──────── Extracted entries

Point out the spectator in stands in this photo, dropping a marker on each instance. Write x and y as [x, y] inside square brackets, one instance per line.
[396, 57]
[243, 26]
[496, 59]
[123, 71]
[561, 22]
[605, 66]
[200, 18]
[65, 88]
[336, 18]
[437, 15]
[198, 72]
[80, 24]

────────────────

What is being asked: Every entry must come back exactly as written above.

Final answer:
Point out the spectator in stands in this photo, dropping a marker on each instance. Write x and y as [x, y] inside square brackets, one instance per line.
[396, 57]
[243, 26]
[496, 59]
[123, 71]
[561, 22]
[605, 66]
[200, 18]
[65, 88]
[336, 18]
[437, 15]
[198, 72]
[80, 24]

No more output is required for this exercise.